Dataset content ▸
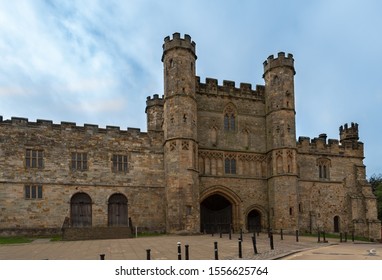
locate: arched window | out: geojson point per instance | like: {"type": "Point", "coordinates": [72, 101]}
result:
{"type": "Point", "coordinates": [229, 118]}
{"type": "Point", "coordinates": [230, 165]}
{"type": "Point", "coordinates": [323, 168]}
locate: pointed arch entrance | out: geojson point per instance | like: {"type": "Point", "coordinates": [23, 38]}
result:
{"type": "Point", "coordinates": [117, 210]}
{"type": "Point", "coordinates": [81, 210]}
{"type": "Point", "coordinates": [336, 223]}
{"type": "Point", "coordinates": [219, 210]}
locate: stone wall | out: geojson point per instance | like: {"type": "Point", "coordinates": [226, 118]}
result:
{"type": "Point", "coordinates": [142, 183]}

Exercise goal ▸
The expected result is a copy of each line in the records where "geojson" appears.

Written answer ▸
locate: arched window | out: geojson point per instance | like: {"type": "Point", "coordinates": [72, 101]}
locate: pointed arch entrance | out: geojson point per instance | like: {"type": "Point", "coordinates": [23, 38]}
locate: stone wall | out: geojson point per instance | like: {"type": "Point", "coordinates": [226, 118]}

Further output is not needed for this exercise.